— Begin Data for the task —

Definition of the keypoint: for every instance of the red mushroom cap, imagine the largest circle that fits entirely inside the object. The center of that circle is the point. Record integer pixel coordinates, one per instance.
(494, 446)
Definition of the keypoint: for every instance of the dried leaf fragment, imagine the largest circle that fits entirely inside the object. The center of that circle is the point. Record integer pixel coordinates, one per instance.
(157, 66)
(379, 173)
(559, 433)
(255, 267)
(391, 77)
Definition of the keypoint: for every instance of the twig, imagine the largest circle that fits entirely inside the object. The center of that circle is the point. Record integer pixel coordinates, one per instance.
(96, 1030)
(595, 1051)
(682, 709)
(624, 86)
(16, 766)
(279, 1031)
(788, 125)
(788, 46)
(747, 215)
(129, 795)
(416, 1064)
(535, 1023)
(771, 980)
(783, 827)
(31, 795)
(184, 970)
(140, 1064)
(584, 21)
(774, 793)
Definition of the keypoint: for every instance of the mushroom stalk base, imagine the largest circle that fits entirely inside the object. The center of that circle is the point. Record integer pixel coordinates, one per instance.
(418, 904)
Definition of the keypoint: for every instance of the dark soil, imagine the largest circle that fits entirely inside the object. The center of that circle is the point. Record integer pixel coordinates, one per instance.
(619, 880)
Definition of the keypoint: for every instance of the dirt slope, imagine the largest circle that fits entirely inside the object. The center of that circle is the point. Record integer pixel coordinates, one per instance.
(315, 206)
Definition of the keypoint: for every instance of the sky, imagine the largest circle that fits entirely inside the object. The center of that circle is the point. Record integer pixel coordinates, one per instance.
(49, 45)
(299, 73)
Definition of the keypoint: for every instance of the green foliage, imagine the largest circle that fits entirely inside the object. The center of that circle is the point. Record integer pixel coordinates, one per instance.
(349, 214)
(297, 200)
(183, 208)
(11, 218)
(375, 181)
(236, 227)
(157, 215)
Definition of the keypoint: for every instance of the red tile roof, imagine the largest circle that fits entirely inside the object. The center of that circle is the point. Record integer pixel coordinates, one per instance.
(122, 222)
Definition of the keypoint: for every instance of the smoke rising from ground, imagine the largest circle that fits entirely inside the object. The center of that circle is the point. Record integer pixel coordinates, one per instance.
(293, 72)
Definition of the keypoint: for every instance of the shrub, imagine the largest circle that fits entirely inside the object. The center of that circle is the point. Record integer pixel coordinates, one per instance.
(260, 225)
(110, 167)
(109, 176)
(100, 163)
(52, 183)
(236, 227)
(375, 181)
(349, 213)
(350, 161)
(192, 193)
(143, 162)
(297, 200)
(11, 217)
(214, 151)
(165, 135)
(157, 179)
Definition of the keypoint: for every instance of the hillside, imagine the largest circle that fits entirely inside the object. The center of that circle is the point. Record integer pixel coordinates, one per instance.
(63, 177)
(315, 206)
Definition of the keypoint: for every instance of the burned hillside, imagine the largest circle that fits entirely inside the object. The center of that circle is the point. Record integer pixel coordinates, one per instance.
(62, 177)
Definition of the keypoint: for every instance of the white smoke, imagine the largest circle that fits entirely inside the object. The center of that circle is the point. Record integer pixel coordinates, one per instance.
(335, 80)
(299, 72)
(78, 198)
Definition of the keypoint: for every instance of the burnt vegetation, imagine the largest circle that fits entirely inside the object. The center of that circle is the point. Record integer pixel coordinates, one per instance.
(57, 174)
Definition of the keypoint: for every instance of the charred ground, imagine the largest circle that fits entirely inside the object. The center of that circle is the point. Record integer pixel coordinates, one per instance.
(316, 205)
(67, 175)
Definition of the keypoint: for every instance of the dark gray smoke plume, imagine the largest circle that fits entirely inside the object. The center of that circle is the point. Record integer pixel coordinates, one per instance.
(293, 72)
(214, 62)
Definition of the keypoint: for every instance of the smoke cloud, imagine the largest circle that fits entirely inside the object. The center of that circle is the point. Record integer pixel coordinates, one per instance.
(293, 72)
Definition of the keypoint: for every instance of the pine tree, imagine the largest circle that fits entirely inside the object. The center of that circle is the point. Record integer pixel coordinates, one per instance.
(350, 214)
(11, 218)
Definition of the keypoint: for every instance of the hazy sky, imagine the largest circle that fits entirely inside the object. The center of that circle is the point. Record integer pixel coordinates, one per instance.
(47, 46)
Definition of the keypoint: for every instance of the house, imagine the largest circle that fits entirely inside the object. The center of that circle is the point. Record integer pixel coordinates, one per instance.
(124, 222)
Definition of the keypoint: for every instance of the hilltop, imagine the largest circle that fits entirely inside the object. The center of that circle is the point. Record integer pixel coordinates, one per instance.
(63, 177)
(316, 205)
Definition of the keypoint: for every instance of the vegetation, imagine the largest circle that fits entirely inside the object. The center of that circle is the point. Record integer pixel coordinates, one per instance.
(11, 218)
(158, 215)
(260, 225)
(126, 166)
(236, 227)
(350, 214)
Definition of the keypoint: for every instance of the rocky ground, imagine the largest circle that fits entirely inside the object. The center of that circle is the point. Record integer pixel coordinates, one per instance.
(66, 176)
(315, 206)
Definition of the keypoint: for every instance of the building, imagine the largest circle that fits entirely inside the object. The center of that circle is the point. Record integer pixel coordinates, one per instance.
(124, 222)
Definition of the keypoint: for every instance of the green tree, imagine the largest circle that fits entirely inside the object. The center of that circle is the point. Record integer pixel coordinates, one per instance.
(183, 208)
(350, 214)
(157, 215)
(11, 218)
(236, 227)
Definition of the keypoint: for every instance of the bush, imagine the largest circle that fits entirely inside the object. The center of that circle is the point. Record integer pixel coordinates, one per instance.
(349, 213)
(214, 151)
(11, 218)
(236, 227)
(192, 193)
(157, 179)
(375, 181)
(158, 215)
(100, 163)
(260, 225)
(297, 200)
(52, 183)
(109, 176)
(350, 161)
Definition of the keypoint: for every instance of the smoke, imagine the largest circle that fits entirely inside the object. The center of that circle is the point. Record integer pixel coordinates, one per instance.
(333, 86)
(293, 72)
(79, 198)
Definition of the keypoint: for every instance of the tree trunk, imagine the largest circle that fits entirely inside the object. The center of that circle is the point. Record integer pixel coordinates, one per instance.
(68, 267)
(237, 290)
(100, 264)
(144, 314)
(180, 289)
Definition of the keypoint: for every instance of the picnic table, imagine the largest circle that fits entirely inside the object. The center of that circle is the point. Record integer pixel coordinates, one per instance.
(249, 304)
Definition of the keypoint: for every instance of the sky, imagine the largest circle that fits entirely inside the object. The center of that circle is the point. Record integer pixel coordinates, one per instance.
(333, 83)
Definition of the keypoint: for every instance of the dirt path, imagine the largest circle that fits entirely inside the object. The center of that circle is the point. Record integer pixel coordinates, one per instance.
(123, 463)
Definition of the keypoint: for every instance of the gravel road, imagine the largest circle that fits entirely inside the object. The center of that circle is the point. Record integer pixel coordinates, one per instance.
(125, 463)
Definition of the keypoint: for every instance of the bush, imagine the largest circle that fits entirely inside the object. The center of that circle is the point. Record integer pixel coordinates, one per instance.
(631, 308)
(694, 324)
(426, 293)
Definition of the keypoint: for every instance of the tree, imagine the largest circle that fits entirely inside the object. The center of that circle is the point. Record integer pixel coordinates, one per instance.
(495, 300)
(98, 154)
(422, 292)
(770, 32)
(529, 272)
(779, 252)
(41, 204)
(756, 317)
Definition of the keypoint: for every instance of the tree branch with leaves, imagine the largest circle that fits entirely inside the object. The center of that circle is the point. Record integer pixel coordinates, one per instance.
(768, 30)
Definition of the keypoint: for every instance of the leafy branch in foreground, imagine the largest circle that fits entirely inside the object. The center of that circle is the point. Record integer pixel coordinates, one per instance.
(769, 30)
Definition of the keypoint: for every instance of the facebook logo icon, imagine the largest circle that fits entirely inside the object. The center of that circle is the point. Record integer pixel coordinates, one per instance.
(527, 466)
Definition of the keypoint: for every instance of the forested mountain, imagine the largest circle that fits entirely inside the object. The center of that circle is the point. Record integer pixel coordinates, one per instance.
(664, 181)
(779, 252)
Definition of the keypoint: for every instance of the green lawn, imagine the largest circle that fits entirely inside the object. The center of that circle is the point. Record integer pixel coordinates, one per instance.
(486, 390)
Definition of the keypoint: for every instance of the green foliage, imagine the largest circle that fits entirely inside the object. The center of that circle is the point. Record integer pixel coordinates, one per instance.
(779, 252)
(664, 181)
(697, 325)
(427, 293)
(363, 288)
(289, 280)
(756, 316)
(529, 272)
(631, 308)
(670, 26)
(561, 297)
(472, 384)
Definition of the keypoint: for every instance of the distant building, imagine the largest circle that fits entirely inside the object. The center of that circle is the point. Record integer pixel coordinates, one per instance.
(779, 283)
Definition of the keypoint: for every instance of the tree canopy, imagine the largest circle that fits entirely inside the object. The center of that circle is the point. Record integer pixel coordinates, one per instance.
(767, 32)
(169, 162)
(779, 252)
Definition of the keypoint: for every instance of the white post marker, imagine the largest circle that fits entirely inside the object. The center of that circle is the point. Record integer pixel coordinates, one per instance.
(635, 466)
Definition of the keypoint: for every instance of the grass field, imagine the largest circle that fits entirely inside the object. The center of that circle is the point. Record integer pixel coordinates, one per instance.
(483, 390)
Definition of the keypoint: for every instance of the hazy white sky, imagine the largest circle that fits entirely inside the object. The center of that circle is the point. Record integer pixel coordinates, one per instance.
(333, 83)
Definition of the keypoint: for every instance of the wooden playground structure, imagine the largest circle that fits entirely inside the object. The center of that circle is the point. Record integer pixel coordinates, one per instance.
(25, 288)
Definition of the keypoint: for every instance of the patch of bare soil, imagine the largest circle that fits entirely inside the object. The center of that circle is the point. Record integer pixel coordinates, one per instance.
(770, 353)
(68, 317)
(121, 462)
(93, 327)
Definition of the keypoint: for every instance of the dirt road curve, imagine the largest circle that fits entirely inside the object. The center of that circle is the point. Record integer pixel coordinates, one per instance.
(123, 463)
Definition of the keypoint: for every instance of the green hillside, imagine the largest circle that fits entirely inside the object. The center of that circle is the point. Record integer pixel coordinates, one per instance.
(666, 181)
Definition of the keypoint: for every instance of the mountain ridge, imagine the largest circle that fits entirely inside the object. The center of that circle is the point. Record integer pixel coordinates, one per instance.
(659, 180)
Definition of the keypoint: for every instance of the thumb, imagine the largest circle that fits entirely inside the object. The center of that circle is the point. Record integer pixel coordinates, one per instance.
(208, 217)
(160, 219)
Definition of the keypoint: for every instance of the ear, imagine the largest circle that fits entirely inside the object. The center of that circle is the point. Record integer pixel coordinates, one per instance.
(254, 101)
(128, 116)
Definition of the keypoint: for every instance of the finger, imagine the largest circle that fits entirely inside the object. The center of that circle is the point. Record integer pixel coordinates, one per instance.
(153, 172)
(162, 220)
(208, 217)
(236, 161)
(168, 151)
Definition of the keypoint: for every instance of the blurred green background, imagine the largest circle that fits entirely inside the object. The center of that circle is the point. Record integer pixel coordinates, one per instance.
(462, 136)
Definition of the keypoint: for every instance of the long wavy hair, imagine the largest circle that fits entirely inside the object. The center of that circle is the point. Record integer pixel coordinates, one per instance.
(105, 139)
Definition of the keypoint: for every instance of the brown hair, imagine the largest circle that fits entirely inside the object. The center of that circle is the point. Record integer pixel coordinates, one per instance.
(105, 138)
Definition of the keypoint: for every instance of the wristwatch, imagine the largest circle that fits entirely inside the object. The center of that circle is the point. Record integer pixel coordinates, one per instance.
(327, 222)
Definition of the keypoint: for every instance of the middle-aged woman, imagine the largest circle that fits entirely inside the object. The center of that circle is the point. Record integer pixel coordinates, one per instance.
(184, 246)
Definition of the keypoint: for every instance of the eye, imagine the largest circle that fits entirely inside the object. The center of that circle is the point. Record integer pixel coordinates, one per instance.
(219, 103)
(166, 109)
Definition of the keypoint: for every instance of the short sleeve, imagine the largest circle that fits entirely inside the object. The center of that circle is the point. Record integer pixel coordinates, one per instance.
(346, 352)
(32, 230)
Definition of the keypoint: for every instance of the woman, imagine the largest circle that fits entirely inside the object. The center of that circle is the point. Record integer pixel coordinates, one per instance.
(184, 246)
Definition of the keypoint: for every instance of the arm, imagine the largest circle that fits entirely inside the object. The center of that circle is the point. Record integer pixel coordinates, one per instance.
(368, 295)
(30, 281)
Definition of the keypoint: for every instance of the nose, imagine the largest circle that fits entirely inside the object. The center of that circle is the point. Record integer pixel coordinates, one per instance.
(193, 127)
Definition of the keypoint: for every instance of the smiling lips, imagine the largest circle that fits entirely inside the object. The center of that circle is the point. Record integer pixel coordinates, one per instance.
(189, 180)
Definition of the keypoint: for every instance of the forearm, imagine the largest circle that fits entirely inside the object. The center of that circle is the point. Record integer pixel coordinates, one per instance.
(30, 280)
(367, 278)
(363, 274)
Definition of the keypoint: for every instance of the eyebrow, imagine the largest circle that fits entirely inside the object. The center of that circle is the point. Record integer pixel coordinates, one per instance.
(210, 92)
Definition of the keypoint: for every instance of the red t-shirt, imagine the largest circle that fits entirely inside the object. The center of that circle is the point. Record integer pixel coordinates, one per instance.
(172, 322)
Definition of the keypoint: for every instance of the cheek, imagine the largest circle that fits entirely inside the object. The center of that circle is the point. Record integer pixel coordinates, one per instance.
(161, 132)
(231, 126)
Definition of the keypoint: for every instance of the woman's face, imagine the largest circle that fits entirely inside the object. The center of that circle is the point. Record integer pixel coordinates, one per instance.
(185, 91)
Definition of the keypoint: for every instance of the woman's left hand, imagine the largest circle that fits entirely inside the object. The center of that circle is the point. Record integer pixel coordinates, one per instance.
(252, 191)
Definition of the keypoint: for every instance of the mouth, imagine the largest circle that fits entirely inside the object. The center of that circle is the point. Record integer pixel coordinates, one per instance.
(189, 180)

— End Data for the task —

■ **Required work**:
From the line containing "the woman's left" to the last line of the material, please quote every line exactly and only those.

■ **Solution to this problem**:
Definition of the keypoint: for every instance of the woman's left hand, imagine the largest circle that fits entirely inside the object. The center of that circle is the point. Record integer pixel coordinates, one per instance.
(252, 191)
Definition of the keypoint: for every instance of the mouth, imagine the largest circle that fits entirely inside the object. The center of that circle is the point. Record integer pixel coordinates, one per instance.
(189, 180)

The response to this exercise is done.